> TO DO
Beginning with the line where "of the plaid" appears, restate the lines word for word through the last one in the listing.
— START —
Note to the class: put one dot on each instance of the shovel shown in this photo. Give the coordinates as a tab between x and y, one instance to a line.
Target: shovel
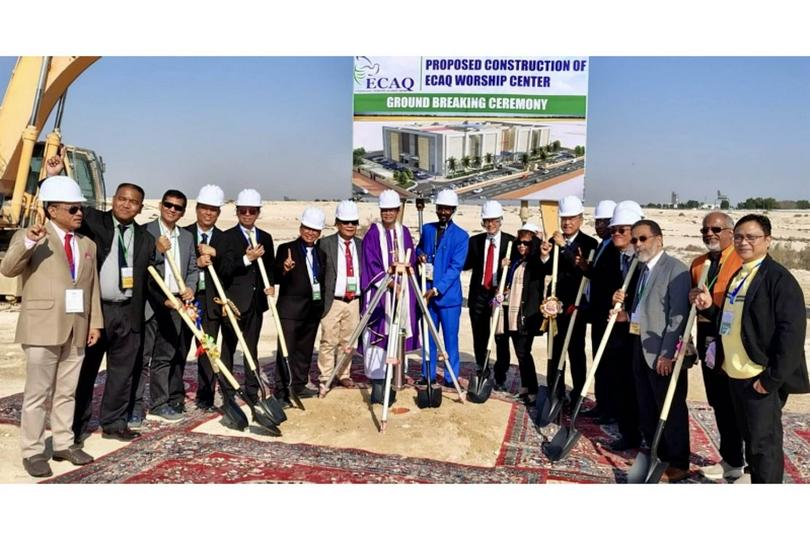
260	415
552	405
271	405
480	387
347	352
282	342
429	395
648	469
566	437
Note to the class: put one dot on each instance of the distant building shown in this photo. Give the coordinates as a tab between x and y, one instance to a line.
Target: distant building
430	147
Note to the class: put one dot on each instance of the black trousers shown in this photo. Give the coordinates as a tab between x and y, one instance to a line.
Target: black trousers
300	337
206	379
718	393
164	361
651	389
759	417
576	356
480	319
523	350
123	346
251	326
619	390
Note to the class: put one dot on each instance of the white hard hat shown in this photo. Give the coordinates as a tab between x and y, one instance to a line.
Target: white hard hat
604	210
60	189
624	216
491	210
347	211
631	205
211	195
389	199
570	205
249	197
313	218
447	197
529	226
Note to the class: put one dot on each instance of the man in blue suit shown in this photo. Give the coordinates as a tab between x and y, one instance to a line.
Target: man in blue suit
443	249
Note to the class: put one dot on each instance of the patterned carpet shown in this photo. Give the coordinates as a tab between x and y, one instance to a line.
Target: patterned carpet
175	454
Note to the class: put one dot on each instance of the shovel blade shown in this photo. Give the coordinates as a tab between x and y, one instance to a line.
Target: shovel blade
235	417
563	442
428	396
638	472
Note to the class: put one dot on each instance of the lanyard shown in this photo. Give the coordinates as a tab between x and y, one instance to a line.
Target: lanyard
312	265
732	296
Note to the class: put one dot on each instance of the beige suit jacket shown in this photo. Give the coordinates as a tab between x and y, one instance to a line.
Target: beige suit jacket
46	275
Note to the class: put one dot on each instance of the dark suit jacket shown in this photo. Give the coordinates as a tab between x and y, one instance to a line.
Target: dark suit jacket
329	247
99	227
568	275
477	297
295	293
243	284
216	241
774	324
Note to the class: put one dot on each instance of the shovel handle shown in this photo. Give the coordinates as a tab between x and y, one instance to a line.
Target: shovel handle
687	332
232	318
606	336
193	327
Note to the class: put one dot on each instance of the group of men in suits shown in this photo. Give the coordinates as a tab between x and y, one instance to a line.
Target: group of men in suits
85	275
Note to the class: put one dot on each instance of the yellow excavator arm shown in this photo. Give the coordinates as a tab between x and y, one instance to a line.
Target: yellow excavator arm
17	132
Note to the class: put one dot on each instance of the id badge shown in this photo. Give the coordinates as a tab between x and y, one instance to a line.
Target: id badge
635	327
127	279
711	353
316	291
725	323
429	271
74	301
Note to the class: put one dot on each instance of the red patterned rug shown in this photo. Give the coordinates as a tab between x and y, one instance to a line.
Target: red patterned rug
173	453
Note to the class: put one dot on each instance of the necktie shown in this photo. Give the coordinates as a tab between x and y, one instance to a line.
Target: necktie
642	281
488	264
69	254
349	269
201	281
122	255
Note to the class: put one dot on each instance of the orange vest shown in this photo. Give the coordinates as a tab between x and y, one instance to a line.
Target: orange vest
730	262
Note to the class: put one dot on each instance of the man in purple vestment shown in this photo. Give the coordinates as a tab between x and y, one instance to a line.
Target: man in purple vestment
384	244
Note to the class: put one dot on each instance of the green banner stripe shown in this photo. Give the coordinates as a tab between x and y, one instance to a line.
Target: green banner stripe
447	104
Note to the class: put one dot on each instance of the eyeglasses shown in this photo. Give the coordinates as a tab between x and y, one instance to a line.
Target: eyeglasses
716	230
72	210
172	206
641	239
750	238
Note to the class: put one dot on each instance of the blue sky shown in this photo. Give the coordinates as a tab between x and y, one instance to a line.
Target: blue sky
283	125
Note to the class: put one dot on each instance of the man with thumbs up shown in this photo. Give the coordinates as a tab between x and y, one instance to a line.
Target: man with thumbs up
243	245
300	270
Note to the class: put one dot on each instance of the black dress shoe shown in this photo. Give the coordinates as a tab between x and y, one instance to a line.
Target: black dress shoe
74	454
37	466
623	444
123	434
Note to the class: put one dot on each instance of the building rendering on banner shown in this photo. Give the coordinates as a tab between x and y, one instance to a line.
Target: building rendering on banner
430	147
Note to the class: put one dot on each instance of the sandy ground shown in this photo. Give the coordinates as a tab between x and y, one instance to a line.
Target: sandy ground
344	419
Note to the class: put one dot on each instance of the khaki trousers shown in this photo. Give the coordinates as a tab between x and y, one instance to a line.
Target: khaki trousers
51	375
336	328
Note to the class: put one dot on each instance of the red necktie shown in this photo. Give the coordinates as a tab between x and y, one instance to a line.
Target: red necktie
349	269
488	265
69	252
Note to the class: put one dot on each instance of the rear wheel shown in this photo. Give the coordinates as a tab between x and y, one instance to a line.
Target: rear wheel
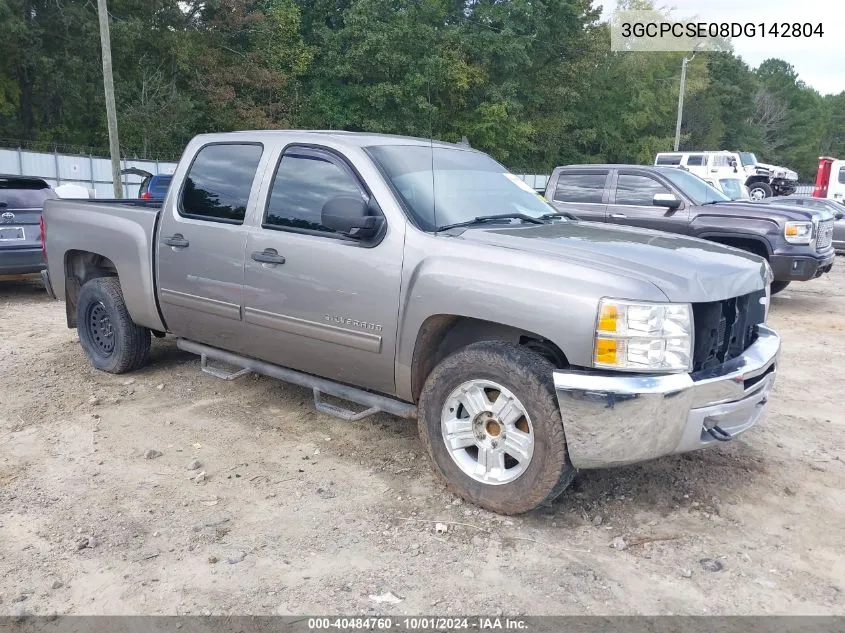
490	421
777	286
109	336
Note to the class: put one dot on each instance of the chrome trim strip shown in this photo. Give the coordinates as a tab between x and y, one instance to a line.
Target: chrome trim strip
201	304
319	331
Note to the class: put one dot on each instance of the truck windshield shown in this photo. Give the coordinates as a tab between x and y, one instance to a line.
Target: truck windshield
735	189
747	158
693	187
441	185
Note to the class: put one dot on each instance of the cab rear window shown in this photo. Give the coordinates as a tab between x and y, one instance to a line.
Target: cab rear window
24	193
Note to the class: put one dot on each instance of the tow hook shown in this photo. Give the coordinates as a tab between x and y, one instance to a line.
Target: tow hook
719	433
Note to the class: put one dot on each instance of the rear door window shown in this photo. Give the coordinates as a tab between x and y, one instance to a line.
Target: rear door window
583	187
305	180
219	181
637	190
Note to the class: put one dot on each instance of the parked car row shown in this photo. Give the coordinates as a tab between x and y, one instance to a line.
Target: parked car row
797	242
763	180
21	202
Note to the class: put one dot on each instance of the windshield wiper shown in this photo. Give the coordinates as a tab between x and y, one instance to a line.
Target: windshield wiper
559	214
491	218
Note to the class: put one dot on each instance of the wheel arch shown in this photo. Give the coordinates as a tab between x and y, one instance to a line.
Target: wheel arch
443	334
80	267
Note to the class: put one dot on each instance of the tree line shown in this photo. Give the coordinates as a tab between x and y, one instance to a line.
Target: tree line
532	82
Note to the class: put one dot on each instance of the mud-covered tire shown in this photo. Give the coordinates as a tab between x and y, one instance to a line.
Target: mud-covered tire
778	286
528	377
111	339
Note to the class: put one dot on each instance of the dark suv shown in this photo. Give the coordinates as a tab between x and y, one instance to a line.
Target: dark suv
21	201
797	242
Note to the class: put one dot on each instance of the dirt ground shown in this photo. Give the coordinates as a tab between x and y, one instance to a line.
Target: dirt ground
301	513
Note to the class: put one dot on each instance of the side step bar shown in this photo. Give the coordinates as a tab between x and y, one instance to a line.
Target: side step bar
375	402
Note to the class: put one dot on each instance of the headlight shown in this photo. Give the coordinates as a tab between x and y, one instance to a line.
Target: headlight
798	232
643	336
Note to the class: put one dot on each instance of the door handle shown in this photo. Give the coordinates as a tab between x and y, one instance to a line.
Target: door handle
268	256
177	241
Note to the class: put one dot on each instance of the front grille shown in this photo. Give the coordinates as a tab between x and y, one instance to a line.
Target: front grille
825	235
725	329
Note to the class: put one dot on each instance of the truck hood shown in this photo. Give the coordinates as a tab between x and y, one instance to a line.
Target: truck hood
778	209
778	172
684	269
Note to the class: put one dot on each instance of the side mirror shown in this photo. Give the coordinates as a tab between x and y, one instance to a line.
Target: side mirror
350	216
668	200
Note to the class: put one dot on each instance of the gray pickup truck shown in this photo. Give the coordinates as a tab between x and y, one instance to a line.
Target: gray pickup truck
422	279
797	242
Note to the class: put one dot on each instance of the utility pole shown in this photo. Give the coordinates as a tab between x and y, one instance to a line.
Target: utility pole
681	97
108	86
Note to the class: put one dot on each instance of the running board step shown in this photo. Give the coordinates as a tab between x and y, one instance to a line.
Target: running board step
222	374
374	402
340	412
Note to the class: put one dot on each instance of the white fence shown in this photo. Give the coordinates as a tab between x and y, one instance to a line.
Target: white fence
91	172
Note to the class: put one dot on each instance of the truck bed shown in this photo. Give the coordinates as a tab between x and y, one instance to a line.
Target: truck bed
122	231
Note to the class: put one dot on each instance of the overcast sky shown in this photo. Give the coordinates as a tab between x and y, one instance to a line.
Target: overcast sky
819	63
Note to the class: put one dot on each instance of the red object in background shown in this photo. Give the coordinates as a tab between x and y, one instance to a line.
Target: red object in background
822	177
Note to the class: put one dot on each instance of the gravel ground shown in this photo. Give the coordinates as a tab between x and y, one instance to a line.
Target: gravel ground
170	492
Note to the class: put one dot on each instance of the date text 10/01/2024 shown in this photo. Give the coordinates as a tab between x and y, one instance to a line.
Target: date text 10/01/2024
418	624
656	30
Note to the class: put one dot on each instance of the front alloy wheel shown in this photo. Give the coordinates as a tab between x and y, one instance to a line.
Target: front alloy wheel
487	432
489	418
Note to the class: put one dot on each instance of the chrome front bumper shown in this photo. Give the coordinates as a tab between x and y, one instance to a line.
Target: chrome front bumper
617	419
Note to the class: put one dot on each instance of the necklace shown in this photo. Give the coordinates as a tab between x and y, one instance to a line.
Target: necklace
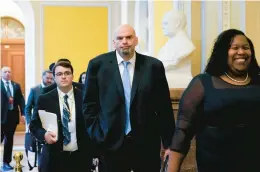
237	80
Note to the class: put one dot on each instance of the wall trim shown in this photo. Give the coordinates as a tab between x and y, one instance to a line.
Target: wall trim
151	28
73	4
29	25
203	37
243	15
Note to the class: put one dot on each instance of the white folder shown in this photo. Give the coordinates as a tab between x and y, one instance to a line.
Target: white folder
49	121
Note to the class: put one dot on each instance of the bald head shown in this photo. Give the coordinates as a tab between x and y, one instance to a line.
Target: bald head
6	73
125	28
125	41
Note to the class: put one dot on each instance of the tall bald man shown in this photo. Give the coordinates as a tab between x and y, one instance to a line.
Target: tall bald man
127	106
11	99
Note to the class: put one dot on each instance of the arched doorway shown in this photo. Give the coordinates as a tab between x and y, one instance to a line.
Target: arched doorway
12	51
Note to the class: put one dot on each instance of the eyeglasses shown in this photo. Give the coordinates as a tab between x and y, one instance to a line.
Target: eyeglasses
67	73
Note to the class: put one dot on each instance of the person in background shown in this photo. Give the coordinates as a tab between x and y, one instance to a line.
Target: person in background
47	79
12	104
82	77
127	106
221	107
35	92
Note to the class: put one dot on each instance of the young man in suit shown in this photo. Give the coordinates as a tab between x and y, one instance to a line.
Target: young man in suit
127	106
54	85
11	101
70	151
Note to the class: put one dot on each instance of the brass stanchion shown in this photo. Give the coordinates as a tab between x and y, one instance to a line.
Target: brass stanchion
18	156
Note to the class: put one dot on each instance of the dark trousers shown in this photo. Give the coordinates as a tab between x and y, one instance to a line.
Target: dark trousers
130	157
7	135
71	161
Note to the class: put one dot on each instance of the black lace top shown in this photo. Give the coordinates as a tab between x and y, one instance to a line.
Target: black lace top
226	121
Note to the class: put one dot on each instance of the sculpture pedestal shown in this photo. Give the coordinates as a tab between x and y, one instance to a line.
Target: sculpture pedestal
179	77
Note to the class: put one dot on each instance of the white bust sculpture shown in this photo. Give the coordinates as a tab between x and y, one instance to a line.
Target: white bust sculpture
174	54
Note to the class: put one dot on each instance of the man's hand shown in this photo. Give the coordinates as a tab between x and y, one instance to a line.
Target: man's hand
22	119
49	137
166	153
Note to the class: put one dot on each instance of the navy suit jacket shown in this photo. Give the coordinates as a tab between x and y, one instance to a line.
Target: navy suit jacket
18	102
151	111
32	101
50	103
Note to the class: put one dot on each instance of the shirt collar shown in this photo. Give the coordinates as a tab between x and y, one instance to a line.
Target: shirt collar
62	94
42	85
4	81
120	59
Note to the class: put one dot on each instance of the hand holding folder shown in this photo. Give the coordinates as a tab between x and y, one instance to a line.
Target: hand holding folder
49	121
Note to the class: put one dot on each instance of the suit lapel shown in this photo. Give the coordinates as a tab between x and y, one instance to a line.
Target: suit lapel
117	76
77	102
139	68
55	103
3	90
14	88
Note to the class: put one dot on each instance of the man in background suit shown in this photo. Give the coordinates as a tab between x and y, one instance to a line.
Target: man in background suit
47	79
54	85
70	151
11	99
127	106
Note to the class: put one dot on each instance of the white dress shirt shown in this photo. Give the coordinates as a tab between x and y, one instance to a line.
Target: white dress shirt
130	67
10	86
72	146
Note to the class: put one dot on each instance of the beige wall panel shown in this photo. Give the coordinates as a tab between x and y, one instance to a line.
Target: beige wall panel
196	36
253	25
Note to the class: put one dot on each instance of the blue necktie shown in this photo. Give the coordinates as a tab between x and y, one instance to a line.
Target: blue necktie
65	121
9	95
127	91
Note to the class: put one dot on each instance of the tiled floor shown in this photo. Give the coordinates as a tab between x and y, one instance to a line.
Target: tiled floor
19	147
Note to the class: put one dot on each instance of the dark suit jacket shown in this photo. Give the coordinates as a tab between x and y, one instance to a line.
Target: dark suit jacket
151	111
18	101
54	85
50	103
32	101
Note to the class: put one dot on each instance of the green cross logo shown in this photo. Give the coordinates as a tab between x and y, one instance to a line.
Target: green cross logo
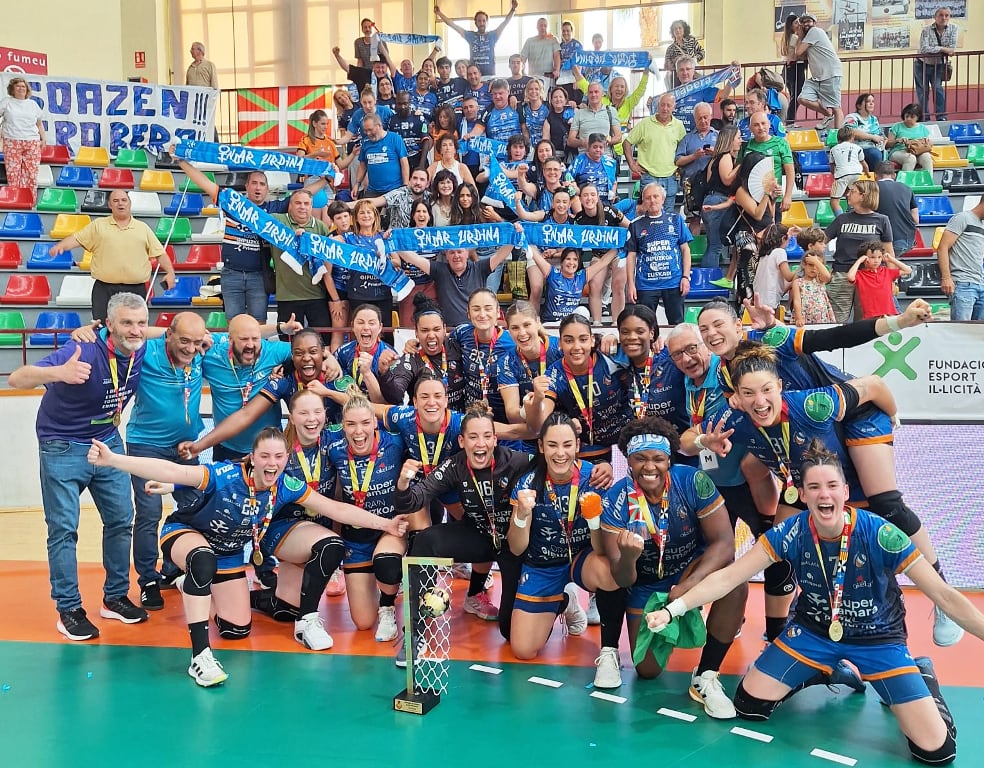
895	354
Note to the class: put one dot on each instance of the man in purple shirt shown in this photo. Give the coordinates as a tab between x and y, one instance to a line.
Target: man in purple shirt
87	386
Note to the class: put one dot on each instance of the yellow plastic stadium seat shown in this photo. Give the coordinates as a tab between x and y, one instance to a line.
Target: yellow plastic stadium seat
797	216
948	156
68	224
803	141
97	157
157	181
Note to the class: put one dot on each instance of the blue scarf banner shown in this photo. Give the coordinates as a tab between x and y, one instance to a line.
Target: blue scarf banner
430	239
405	38
320	250
484	146
582	238
261	223
254	159
625	59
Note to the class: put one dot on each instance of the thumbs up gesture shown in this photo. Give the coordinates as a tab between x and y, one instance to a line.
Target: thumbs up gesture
75	370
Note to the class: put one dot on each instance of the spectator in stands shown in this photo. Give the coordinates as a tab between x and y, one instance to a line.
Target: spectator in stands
937	43
201	71
867	130
961	269
909	142
122	248
412	128
683	44
23	136
658	256
656	139
481	42
383	164
755	102
595	117
541	54
794	70
898	203
87	387
822	91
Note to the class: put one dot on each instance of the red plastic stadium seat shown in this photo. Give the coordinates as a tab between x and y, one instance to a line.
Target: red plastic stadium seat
57	154
116	178
27	289
16	199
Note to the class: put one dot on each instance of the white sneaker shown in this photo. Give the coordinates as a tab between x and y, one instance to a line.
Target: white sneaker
386	628
309	631
574	616
609	672
594	619
206	671
707	690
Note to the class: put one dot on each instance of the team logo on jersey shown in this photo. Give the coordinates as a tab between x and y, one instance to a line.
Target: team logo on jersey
704	486
819	407
891	539
776	336
292	483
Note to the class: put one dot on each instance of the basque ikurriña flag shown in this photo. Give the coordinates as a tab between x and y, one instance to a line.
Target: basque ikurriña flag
278	117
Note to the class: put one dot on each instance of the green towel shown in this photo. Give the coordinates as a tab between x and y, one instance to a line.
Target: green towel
687	631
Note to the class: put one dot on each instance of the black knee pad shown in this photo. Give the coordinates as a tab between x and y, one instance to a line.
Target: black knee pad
751	708
231	631
327	554
942	756
388	568
891	506
200	572
779	579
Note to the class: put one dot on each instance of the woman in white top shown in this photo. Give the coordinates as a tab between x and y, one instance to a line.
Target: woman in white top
23	136
447	160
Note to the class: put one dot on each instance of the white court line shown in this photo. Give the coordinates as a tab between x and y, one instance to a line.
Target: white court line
739	731
608	697
833	757
676	715
486	670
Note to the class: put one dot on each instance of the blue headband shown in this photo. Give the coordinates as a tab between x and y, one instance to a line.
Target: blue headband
648	443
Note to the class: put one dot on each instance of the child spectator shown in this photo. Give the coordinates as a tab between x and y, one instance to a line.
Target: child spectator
773	275
807	295
846	164
874	280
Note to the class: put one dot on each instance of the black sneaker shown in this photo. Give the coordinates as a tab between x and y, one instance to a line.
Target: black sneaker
150	597
75	625
121	609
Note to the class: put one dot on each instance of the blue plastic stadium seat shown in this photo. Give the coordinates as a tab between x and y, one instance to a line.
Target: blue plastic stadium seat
190	205
700	284
934	209
76	176
814	161
68	321
180	295
22	226
42	259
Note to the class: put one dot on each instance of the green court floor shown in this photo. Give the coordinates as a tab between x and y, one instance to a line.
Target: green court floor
79	706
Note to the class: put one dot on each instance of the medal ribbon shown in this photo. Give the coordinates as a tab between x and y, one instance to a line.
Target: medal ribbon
587	412
428	463
835	595
568	526
359	492
488	509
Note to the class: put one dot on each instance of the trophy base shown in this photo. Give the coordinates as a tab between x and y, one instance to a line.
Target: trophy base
416	703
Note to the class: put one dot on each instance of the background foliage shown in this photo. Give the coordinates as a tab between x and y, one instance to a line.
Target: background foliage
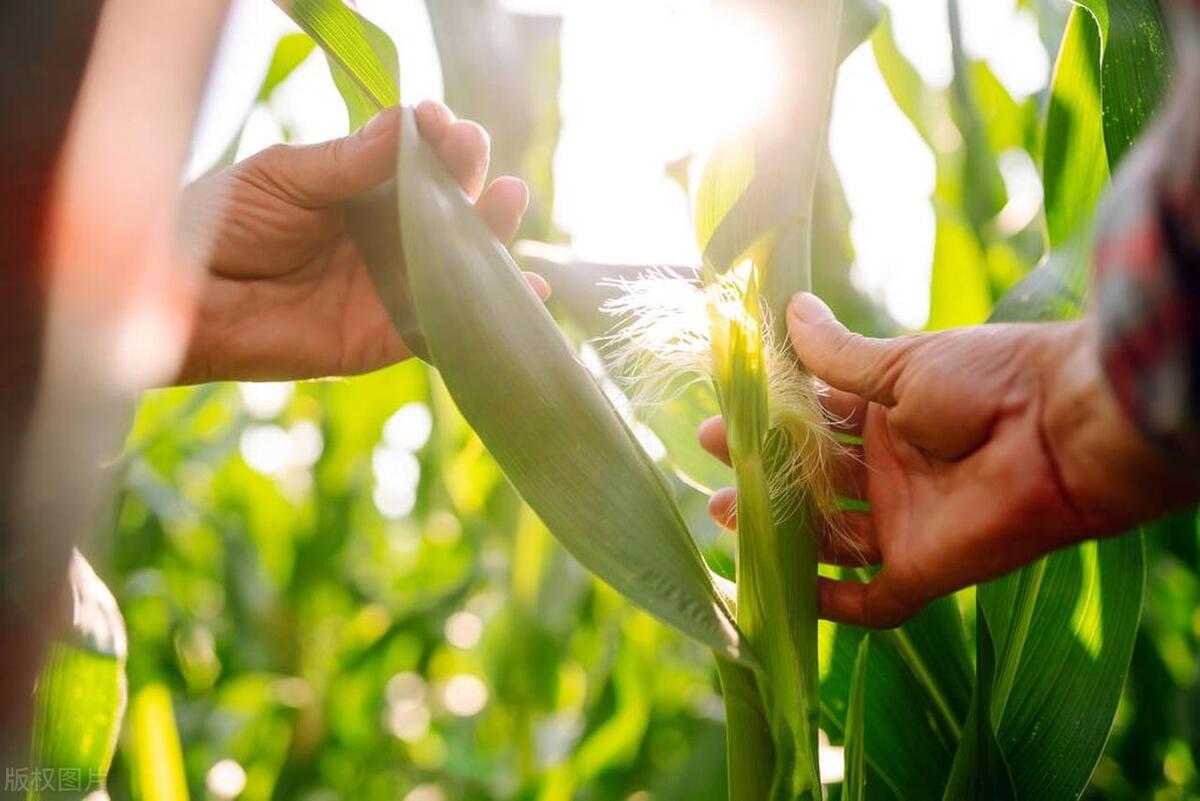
331	592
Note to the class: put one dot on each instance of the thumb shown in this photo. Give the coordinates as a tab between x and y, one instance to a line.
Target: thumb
327	173
841	359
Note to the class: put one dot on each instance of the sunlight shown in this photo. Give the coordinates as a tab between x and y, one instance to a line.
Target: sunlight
739	74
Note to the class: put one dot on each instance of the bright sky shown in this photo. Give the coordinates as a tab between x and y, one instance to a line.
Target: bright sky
660	96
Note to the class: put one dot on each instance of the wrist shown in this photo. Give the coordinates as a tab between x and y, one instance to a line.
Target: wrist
1110	473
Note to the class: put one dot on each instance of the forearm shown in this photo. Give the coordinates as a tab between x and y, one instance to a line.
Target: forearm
1110	471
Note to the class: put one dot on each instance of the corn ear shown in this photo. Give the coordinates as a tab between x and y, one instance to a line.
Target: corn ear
539	411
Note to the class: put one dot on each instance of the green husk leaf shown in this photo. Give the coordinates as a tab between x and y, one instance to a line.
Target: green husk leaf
81	692
153	746
546	422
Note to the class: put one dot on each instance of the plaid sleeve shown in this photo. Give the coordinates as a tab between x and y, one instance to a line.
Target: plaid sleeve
1147	264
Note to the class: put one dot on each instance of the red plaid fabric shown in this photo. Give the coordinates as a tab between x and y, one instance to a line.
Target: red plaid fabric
1147	264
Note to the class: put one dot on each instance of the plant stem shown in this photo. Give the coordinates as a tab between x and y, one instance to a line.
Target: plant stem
750	752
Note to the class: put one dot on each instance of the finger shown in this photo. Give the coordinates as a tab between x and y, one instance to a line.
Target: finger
538	284
465	149
323	174
723	507
874	604
849	541
712	438
839	357
503	204
432	120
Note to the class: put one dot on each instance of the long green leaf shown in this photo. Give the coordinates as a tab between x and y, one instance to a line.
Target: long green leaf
1135	65
923	669
1074	168
981	771
352	43
361	106
155	754
81	693
540	413
855	777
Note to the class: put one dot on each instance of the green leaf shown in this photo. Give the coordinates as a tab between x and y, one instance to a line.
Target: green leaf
1135	66
923	669
81	690
855	777
546	422
1063	628
981	770
156	758
960	293
289	53
361	56
748	741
— END —
> TASK SOLUTION
Note to the class: put one dot on each instance of the plaid sleeve shown in this photo. Give the coordinates as a tab between x and y, one instance to a line.
Target: plaid sleeve
1147	264
Note to the class: put one dot on each instance of the red plaid fabric shown in this photo. Give the coordinates as a tab between x and y, one instance to a line.
Target: red plaid fabric
1147	264
Note to the class: put one dot on each instance of the plant stem shown in this photo. Give the coordinates as a tab between x and y, one instance to a line.
Target: plant stem
750	752
Note to the class: put one dot on each instance of the finger shown in this photo. Give the coordinates as a tab between x and y, one instance to a line.
Target: finger
538	284
465	149
323	174
723	507
874	604
849	541
712	438
839	357
503	204
432	120
Note to the class: put one dot on each instance of the long green leaf shown in this photo. Give the coordinates as a tab between x and y, one instance to a line.
Target: long green leaf
1135	65
923	669
1074	168
981	771
352	43
361	106
155	754
81	693
540	413
855	777
Note to the class: put one dot on each instance of the green leaf shown in this photo. Give the coordinates as a tab between x and y, one instance to a line.
Target: green leaf
1135	66
923	669
81	690
855	777
546	422
1063	628
981	770
156	758
960	293
289	53
361	56
748	741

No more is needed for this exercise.